→ Exercise goal: Each line of the records below that holds "grass" should be returned.

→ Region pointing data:
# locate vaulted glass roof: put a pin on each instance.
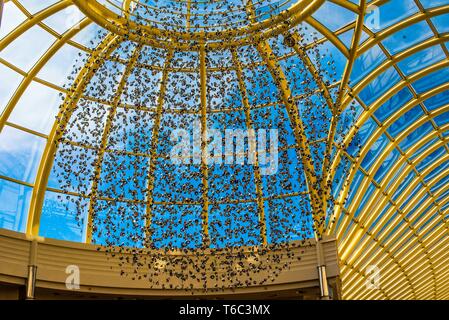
(361, 85)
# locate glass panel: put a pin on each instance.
(334, 16)
(288, 219)
(260, 86)
(379, 86)
(37, 108)
(223, 91)
(179, 96)
(123, 177)
(14, 204)
(422, 59)
(234, 224)
(405, 121)
(366, 63)
(437, 101)
(416, 135)
(119, 223)
(431, 81)
(64, 217)
(388, 163)
(441, 23)
(393, 104)
(9, 80)
(72, 170)
(375, 152)
(430, 159)
(62, 65)
(65, 19)
(15, 17)
(20, 153)
(394, 11)
(23, 52)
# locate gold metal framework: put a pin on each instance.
(404, 235)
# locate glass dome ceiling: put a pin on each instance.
(149, 66)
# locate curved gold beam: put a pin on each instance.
(249, 126)
(410, 258)
(104, 49)
(35, 19)
(418, 17)
(113, 22)
(58, 44)
(365, 115)
(362, 253)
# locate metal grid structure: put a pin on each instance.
(391, 212)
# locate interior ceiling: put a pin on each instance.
(391, 212)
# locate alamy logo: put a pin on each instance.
(238, 147)
(72, 281)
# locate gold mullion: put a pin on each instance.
(189, 7)
(154, 144)
(28, 78)
(249, 126)
(104, 140)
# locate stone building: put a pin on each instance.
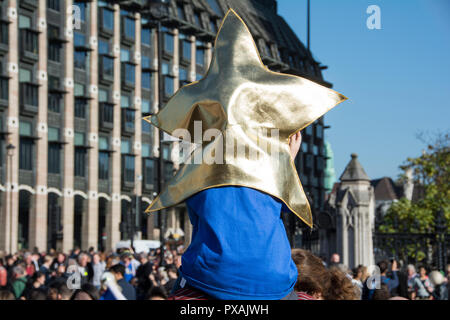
(347, 224)
(76, 78)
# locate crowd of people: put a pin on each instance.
(127, 275)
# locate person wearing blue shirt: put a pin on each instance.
(239, 247)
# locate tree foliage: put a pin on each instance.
(431, 175)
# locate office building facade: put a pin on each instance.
(76, 80)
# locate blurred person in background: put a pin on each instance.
(58, 261)
(335, 259)
(30, 266)
(45, 267)
(439, 283)
(20, 281)
(84, 268)
(98, 268)
(86, 292)
(157, 293)
(6, 295)
(315, 282)
(3, 272)
(425, 280)
(128, 290)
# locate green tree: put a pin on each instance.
(431, 175)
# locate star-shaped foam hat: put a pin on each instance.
(248, 110)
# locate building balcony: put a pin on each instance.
(4, 91)
(4, 35)
(128, 74)
(29, 101)
(106, 68)
(106, 116)
(128, 116)
(29, 48)
(29, 4)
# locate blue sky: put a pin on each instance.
(397, 78)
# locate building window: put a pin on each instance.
(26, 154)
(54, 47)
(146, 80)
(103, 159)
(146, 36)
(125, 147)
(197, 19)
(24, 22)
(4, 88)
(24, 75)
(185, 48)
(107, 66)
(80, 58)
(102, 95)
(80, 155)
(79, 39)
(128, 168)
(54, 102)
(168, 43)
(183, 75)
(168, 86)
(127, 162)
(149, 171)
(128, 74)
(146, 62)
(145, 153)
(54, 51)
(200, 54)
(80, 162)
(107, 112)
(146, 127)
(82, 7)
(125, 101)
(319, 131)
(80, 101)
(212, 25)
(103, 165)
(103, 47)
(107, 19)
(54, 151)
(124, 55)
(4, 32)
(53, 4)
(215, 7)
(129, 27)
(26, 146)
(180, 12)
(28, 90)
(80, 108)
(146, 106)
(128, 119)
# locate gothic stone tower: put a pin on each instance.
(354, 205)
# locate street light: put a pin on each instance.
(133, 226)
(10, 151)
(158, 10)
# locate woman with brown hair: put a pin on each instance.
(315, 282)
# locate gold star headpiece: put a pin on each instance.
(241, 100)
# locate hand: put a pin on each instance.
(294, 144)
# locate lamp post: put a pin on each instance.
(10, 151)
(157, 10)
(134, 224)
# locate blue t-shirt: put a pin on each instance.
(239, 247)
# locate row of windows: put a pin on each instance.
(54, 154)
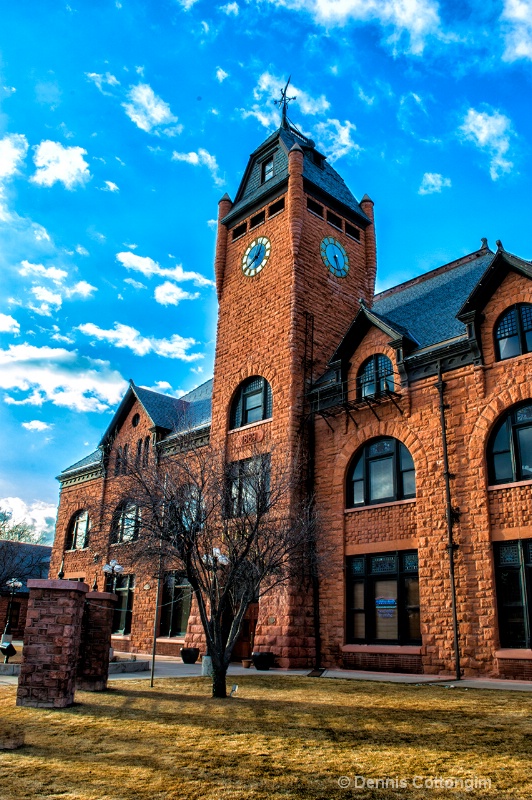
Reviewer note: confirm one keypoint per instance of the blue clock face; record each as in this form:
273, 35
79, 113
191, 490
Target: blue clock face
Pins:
256, 256
334, 257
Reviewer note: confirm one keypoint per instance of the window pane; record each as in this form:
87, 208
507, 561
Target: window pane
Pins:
386, 610
524, 436
509, 347
502, 467
381, 479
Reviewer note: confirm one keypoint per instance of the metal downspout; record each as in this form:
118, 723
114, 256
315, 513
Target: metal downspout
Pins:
451, 547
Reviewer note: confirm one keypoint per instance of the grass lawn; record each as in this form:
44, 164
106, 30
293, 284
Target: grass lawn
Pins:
280, 737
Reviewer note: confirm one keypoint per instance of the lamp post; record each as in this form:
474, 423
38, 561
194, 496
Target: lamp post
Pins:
7, 648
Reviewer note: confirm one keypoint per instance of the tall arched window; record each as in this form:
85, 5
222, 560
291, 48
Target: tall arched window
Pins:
375, 376
126, 522
78, 531
252, 402
382, 471
513, 332
510, 446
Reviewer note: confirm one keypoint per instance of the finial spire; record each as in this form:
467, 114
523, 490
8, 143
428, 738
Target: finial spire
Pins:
283, 102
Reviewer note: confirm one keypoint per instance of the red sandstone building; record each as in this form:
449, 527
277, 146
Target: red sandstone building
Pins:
414, 407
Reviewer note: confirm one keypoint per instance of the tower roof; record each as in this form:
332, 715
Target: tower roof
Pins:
320, 179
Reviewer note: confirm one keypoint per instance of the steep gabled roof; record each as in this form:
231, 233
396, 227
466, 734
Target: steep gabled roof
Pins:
427, 306
320, 176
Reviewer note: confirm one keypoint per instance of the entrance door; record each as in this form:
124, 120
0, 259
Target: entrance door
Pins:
244, 644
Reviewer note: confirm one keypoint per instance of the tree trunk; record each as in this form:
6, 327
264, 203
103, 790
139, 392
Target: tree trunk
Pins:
219, 688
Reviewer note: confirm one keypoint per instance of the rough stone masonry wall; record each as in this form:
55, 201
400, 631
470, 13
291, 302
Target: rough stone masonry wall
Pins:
51, 644
476, 397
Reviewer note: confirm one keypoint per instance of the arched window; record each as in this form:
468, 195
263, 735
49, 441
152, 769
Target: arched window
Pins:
513, 332
126, 522
375, 376
381, 472
78, 531
252, 402
510, 447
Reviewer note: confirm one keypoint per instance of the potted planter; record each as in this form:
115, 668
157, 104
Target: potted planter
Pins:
189, 655
263, 661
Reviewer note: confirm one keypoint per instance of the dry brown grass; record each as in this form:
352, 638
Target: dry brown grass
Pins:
281, 737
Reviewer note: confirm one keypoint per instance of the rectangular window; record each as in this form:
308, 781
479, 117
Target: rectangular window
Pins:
334, 219
123, 586
248, 488
239, 230
513, 573
276, 207
351, 231
258, 219
267, 170
383, 599
175, 605
314, 207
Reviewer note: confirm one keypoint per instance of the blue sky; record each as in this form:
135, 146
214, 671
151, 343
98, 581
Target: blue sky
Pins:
122, 124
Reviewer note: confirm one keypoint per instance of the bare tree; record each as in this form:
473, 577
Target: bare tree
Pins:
233, 530
19, 556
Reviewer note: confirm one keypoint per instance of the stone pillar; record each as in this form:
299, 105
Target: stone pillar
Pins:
93, 662
51, 643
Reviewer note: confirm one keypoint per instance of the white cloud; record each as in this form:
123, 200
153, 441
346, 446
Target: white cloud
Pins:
135, 284
124, 336
13, 149
230, 8
81, 289
517, 26
101, 80
201, 158
51, 273
38, 514
8, 324
413, 20
491, 133
336, 138
56, 163
148, 267
149, 112
58, 376
169, 294
37, 425
433, 182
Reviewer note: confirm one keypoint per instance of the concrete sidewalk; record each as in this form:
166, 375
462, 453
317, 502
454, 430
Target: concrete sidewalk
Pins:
171, 667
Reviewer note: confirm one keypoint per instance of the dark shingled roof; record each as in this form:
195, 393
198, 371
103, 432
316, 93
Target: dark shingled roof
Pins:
325, 178
427, 306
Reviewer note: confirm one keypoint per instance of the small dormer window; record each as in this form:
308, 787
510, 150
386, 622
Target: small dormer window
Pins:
267, 170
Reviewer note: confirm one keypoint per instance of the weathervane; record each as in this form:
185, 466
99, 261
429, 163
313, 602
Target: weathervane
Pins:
283, 102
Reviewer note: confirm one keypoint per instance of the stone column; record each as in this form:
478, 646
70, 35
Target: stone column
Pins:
93, 662
51, 643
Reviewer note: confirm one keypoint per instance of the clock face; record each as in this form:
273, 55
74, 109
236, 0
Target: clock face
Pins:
256, 256
334, 257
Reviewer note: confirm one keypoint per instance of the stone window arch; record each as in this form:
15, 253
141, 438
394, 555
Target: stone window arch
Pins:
125, 525
510, 446
375, 376
513, 332
381, 471
252, 402
78, 530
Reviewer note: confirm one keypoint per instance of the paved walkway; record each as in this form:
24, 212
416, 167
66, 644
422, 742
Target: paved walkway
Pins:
170, 667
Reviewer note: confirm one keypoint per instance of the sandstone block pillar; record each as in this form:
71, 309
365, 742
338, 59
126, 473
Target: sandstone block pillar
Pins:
93, 662
51, 643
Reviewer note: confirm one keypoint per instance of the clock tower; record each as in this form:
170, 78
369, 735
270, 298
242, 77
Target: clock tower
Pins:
295, 254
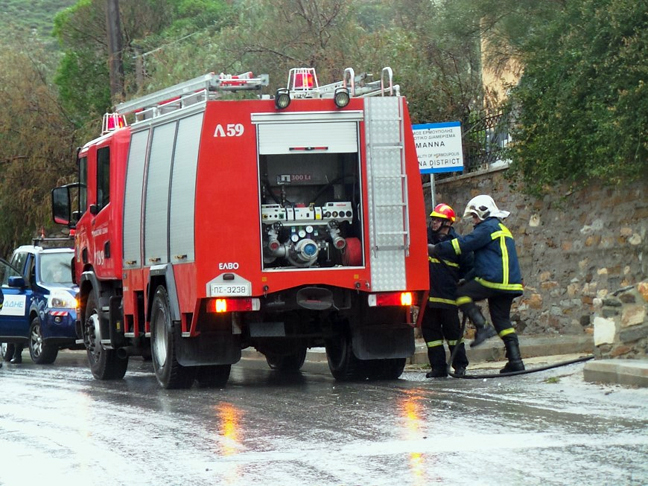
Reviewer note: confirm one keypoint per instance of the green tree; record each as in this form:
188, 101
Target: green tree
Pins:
36, 144
583, 100
83, 76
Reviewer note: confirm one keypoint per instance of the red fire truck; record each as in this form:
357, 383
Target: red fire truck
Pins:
205, 225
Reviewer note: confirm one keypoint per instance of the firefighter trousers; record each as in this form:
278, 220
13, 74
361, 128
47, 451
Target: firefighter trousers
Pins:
441, 324
499, 304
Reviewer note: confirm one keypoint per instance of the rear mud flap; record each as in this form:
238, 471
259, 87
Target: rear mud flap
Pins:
383, 342
208, 349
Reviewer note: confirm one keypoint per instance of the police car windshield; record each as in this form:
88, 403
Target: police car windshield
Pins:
55, 268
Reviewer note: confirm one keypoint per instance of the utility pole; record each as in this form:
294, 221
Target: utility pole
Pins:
115, 64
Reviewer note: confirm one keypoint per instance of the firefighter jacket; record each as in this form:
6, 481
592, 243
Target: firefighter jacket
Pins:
496, 264
446, 272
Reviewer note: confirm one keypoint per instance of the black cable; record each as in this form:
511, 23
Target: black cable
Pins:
511, 373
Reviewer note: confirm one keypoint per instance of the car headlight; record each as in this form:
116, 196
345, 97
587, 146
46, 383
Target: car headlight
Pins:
61, 299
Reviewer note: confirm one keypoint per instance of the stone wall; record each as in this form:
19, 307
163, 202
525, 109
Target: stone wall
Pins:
621, 323
575, 245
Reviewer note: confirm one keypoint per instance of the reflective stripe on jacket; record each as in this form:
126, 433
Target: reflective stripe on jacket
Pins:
445, 273
496, 264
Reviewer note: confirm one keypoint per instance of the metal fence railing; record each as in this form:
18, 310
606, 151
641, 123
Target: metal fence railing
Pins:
484, 141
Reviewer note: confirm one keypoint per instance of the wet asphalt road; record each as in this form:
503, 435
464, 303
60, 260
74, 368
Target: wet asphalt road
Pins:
60, 426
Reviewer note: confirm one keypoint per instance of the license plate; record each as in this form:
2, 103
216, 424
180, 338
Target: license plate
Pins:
230, 290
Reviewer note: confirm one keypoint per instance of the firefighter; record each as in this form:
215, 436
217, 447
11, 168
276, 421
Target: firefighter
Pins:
441, 319
497, 276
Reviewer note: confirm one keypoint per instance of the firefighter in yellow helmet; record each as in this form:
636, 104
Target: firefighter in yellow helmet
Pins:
441, 318
497, 276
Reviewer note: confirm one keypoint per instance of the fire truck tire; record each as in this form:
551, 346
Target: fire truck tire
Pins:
215, 376
6, 351
40, 352
169, 372
344, 365
385, 369
288, 362
104, 363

→ Response to the exercise:
Reviewer note: confirm one keypoint per instance of the grass lawn; record each as in this form:
Target: grass lawn
Reviewer note: confirm one keypoint per instance of the dry brown grass; record each as in this form:
Target: dry brown grass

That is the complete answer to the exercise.